-- SOURCE TEXT follows --

The 4000-year-old Saint-Germain – loosely based on the historical Count de Saint-Germain (?   -1784) – is perhaps the most extreme example to have become popular of the vampire as hero. He is saturnine and very attractive to women (like Lord Byron), but his powers are limited to his apparent Immortality and his paranormal strength; his vampiric kiss – described gently by Yarbro – is conceived of as a way of passing on the gift of life; his technical impotence (he is without semen), plus the fact that once transfigured into vampires his women can no longer sleep with him, generate a sometimes sentimental poignance. Yarbro likes Saint-Germain thoroughly, and, because of his wisdom, his learning and his gift of life, so (it seems) should we. Certainly most of the elements of horror in the sequence are generated by humans, not by the smooth swashbuckler Magus.

The sequence has not been published in order of internal chronology, and individual volumes tend to be relatively autonomous. The first tale is set in eighteenth-century France, and establishes the identity between the real and the fictional Saint-Germain; the second is set in fifteenth-century Florence; the third in Nero's Rome; the fourth in thirteenth-century Asia (featuring Genghis Khan); the fifth in twentieth-century Austria; the sixth in ancient Egypt; the seventh in sixteenth-century Russia; and so forth. The stories are romantic and packed with historical verisimilitude. The Atta Olivia Clemens tales are darker and more violent, perhaps because, as a woman, Clemens is less in control of events.

Other works of fantasy interest by Yarbro include: Ariosto: Ariosto Furioso, a Romance for an Alternate Renaissance (1980), partly set in a world derived from Ariosto's own Orlando Furioso (1516-1532) and partly in an Alternate-World version of Renaissance Italy; The Godforsaken (1983), a Werewolf tale of the Spanish Inquisition; Beastnights (1989), a werewolf tale of contemporary San Francisco; and A Mortal Glamor (1985), set in fourteenth-century Avignon, where a convent is invested by the Devil.

-- SOURCE TEXT concluded --
-- SUPPLIED INFORMATION follows --

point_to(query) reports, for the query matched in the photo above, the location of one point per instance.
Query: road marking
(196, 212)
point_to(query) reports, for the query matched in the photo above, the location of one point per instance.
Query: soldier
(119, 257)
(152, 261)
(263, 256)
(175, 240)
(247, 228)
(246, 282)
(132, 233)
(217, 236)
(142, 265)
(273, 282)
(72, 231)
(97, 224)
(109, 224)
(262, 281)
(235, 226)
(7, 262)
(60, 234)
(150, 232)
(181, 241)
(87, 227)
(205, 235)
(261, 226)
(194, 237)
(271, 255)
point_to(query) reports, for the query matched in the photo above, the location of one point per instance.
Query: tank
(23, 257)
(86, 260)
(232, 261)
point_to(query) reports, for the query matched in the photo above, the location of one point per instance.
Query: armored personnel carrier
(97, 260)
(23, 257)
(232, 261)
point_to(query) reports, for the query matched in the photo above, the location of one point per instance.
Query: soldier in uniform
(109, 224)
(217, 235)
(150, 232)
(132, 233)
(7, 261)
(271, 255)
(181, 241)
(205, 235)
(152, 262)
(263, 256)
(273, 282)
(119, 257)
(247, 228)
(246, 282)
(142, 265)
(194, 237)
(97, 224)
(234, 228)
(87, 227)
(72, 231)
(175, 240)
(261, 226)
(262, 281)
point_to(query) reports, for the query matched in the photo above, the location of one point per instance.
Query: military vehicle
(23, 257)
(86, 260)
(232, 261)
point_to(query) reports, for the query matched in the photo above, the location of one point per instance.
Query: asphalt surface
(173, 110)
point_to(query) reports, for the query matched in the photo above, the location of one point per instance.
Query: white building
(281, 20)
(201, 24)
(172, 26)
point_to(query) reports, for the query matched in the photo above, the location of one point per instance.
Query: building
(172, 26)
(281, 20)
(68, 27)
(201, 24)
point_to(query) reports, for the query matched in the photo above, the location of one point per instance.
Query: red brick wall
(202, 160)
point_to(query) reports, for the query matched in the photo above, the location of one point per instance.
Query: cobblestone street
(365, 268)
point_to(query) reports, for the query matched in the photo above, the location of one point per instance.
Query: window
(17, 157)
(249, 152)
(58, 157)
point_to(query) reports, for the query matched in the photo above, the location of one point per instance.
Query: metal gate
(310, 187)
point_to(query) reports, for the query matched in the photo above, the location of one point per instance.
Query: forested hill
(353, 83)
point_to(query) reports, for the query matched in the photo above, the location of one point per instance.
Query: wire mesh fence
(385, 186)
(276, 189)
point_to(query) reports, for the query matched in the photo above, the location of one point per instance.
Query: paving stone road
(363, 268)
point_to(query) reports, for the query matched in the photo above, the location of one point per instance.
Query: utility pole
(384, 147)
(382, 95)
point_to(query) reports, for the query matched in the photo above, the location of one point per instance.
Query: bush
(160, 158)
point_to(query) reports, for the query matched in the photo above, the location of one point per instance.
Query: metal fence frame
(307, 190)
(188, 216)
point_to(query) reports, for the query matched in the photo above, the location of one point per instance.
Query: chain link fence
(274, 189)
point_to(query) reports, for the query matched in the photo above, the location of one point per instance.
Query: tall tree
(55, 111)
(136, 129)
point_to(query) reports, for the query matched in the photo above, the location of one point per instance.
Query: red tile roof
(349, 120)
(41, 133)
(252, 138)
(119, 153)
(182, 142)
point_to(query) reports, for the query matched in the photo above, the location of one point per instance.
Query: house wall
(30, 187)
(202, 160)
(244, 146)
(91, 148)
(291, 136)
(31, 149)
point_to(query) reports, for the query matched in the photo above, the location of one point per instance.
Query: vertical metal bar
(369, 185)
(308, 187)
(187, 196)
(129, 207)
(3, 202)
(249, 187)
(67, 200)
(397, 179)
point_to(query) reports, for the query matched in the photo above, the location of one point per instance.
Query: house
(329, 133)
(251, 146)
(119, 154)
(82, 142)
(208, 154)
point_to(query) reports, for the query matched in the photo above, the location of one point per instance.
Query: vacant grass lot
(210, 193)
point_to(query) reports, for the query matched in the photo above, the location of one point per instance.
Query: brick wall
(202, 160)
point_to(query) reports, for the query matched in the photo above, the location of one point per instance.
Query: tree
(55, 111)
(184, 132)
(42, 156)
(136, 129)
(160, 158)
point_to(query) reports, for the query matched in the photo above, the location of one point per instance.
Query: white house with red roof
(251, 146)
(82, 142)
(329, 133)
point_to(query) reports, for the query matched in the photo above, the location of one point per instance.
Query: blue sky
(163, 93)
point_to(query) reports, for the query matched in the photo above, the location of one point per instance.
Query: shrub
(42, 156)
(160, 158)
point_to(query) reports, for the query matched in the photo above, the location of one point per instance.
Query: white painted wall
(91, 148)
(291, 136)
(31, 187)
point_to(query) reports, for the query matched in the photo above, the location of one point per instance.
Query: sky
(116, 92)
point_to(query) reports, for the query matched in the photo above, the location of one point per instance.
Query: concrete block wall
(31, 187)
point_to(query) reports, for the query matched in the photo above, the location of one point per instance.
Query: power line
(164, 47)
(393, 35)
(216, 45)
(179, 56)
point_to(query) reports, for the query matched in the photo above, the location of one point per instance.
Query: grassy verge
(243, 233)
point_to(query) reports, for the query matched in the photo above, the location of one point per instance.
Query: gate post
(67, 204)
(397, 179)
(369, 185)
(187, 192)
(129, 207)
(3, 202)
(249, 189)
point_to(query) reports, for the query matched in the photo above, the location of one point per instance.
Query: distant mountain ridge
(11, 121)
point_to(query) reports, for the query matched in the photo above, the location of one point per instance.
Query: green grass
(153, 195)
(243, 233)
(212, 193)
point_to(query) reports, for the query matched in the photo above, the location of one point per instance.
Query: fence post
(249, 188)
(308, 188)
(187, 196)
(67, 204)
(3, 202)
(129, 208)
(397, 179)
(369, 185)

-- SUPPLIED INFORMATION concluded --

*WHAT YOU NEED TO DO:* From the passage on the Saint-Germain sequence, output the words between "Other works of" and "by the Devil.", inclusive, copied without any change. The records have no connection to the text.

*YOUR SOLUTION:*
Other works of fantasy interest by Yarbro include: Ariosto: Ariosto Furioso, a Romance for an Alternate Renaissance (1980), partly set in a world derived from Ariosto's own Orlando Furioso (1516-1532) and partly in an Alternate-World version of Renaissance Italy; The Godforsaken (1983), a Werewolf tale of the Spanish Inquisition; Beastnights (1989), a werewolf tale of contemporary San Francisco; and A Mortal Glamor (1985), set in fourteenth-century Avignon, where a convent is invested by the Devil.